**STATED TASK**
Please swap "one space between" for "a single space between" throughout the lines below, keeping everything else unchanged, and leave the pictures out of your answer.

Object point labels:

—————

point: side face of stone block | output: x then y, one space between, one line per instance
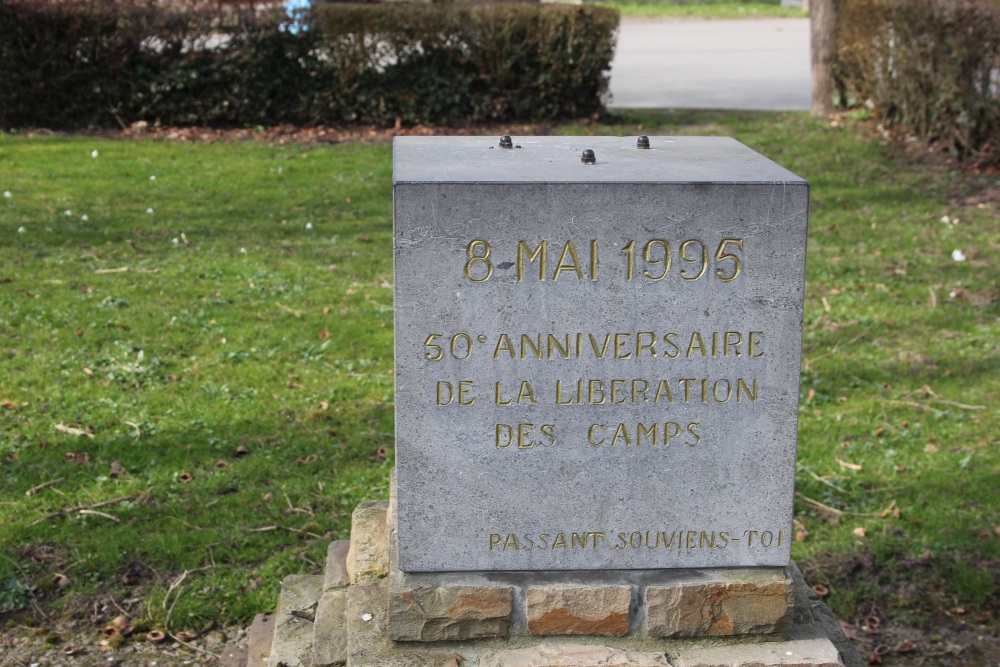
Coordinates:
261 635
330 630
719 609
293 629
368 556
578 610
366 623
336 565
450 613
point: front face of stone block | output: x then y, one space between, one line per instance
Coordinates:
596 365
450 613
578 610
718 609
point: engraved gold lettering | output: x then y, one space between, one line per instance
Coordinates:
650 432
505 436
728 390
523 250
503 345
722 256
676 349
670 430
702 259
572 399
621 433
697 343
455 346
574 265
636 391
446 393
595 392
741 388
442 388
435 351
593 260
526 393
629 251
647 254
686 382
499 400
733 340
640 346
479 253
524 440
618 391
599 353
622 342
534 345
554 343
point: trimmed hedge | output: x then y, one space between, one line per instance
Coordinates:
101 64
931 66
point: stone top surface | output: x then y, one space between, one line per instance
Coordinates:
557 159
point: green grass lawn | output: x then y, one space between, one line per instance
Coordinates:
202 366
703 10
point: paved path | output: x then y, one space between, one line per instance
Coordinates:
711 64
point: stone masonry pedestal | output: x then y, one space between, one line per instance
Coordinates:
364 612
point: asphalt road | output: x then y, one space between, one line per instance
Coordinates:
712 64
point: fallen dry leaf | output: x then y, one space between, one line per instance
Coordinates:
79 458
848 465
72 430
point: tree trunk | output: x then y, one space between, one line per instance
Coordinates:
823 49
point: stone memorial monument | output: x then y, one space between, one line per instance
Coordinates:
597 347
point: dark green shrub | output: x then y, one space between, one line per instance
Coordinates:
71 65
931 66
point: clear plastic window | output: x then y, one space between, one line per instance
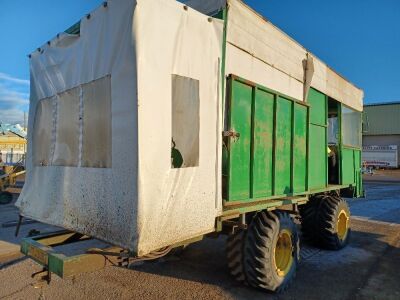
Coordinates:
96 132
185 122
43 132
66 152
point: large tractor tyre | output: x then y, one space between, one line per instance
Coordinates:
234 254
271 251
326 221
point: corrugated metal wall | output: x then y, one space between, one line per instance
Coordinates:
383 140
382 119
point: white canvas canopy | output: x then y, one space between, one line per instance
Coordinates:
103 107
260 52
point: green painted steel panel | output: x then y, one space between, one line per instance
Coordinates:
358 176
239 154
317 158
282 178
318 103
262 145
300 148
347 166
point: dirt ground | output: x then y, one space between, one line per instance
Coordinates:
367 269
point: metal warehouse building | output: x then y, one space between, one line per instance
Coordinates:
382 125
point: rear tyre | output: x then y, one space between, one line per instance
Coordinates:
234 253
326 221
271 251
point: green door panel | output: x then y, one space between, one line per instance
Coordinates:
263 141
239 154
318 111
299 148
283 147
265 144
317 158
347 160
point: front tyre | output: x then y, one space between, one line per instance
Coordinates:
326 221
271 251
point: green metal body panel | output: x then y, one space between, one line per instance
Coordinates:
318 152
347 162
269 158
239 150
300 149
283 147
277 148
262 147
318 171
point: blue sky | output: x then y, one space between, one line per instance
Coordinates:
360 39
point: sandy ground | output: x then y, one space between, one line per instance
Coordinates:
367 269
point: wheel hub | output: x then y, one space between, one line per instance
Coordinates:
283 253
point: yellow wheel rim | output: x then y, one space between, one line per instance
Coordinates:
283 253
342 225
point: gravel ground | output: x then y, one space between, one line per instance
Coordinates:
366 269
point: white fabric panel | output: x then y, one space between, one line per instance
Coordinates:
101 202
206 6
176 204
248 67
257 37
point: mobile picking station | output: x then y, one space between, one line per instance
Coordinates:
154 123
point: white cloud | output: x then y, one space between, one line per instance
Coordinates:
14 98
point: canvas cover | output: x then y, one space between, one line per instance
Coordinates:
101 119
260 52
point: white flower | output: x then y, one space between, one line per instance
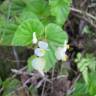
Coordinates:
43 45
39 64
34 40
61 52
39 52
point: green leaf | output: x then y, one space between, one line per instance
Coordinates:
60 9
55 34
85 75
24 33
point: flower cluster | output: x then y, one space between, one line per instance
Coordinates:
61 52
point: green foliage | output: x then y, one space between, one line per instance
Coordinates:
86 63
19 19
10 86
23 35
60 9
87 66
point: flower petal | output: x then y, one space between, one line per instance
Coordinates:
43 45
39 64
39 52
34 41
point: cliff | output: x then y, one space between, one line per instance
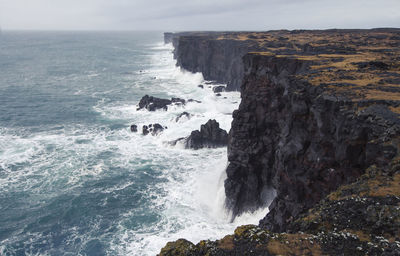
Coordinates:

—————

**COMPLETED TASK**
point: side face of stone block | output: x then y, a single space between, one line per instance
Coordinates:
261 635
330 630
719 609
293 629
368 556
578 610
366 623
336 565
450 613
point: front face of stone block | output: x then y, a single space between, one line per instance
Coordinates:
596 365
450 613
578 610
718 609
point: engraved gold lettering | output: x then y, a single space between, one line per instance
Coordinates:
650 432
505 436
728 390
523 250
503 345
722 256
676 349
670 430
702 259
572 399
621 433
697 343
455 346
574 265
636 391
446 393
595 392
741 388
442 388
435 351
593 260
526 393
629 251
647 254
686 382
499 400
733 340
640 346
479 253
524 440
618 391
599 353
622 342
534 345
554 343
point: trimmed hedge | output: x then y, a single space between, one line per instance
Coordinates:
101 64
931 66
point: stone top surface | output: x then y, a single space between, one line per instance
Coordinates:
557 159
point: green grass lawn | output: x then y, a single space between, one line per instance
Coordinates:
202 366
703 10
point: paved path | output: x then y, a single space between, one line per instance
Coordinates:
711 64
point: stone masonry pedestal | output: x then y, a single space between, one line per instance
Coordinates:
364 612
point: asphalt road | output: x then y, a single space between, one line per instance
Coordinates:
712 64
point: fallen dry leaf | output: x then y, a single space between, one line per instance
Coordinates:
79 458
848 465
72 430
point: tree trunk | output: x then y, a single space between, one line per instance
Coordinates:
823 49
point: stone memorial monument | output: x then y, a single space between, one line per instance
Coordinates:
597 347
point: dark green shrub | output: x then y, a single space between, one line per instance
Coordinates:
71 65
931 66
point: clear plastic window | output: x then y, a single space between, one line per instance
Coordinates:
96 132
185 122
43 132
66 152
point: large tractor tyre | output: x then y, a single space between, one line per instance
Coordinates:
234 254
271 251
326 221
point: corrugated metal wall | output: x then y, a single space between, one line per instance
Coordinates:
383 140
382 119
point: white canvas canopy | output: x then y, a single space between, one line per instance
Coordinates:
103 107
260 52
point: green painted steel panel | output: x then y, a single space between, one line per instance
Coordinates:
358 176
239 154
317 158
282 178
318 103
262 145
300 148
347 166
point: dirt ground | output: x then y, a single space between, one line per instance
Coordinates:
367 269
point: metal warehouse building | output: x then y, a single space between, one line per instance
Coordinates:
382 125
point: rear tyre | output: x then y, a single space between, one line per instance
Coordinates:
234 253
326 221
271 251
point: green door panel | output: x then y, a single space between, one line per instance
Coordinates:
263 141
239 154
318 111
299 148
283 147
265 144
317 158
347 160
point: front tyre | output: x then y, a single space between, one line per instance
Coordinates:
326 221
271 251
point: green metal body panel | output: x then y, a single space between, one line per instance
Coordinates:
318 152
347 162
269 158
239 150
300 149
283 147
277 148
262 147
318 171
point: blue sky | output: x then y, a single space between, one line per instance
Coordinates:
360 39
point: sandy ground | output: x then y, a single space between, one line per instance
Coordinates:
367 269
point: wheel hub | output: x then y, a single space between, one line per instance
Coordinates:
283 253
point: yellow wheel rim | output: x then y, a single space between, one line per instance
Coordinates:
283 253
342 225
point: gravel ground | output: x then y, a single space between, one line per instance
Coordinates:
366 269
point: white fabric panel | output: x then y, a single space between, one line per instance
Coordinates:
101 202
206 6
176 204
248 67
257 37
point: mobile picking station | output: x then y, a single space between, one line per instance
Coordinates:
154 123
point: white cloud | output: x then y, a single space between, one line per instance
Coordinates:
14 98
point: canvas cover | output: x then y, a single space between, one line per instance
Coordinates:
101 119
260 52
point: white flower | output: x then y, a single space between, one line per instance
Coordinates:
43 45
39 64
34 40
61 52
39 52
point: green leaf | output: x then y, a single space between, one line per instance
Coordinates:
60 9
55 34
85 75
24 33
point: flower cluster | output: x then y, a single space between, one line per instance
Coordinates:
61 52
point: green foliage | output: x then y, a single space between, one line per instance
Coordinates:
86 63
19 19
10 86
23 35
60 9
87 66
point: flower petal | output: x then y, a single space between, one line per instance
Coordinates:
43 45
39 64
39 52
34 41
point: cliff | output: x then y, a single space between, one line per instance
Coordinates:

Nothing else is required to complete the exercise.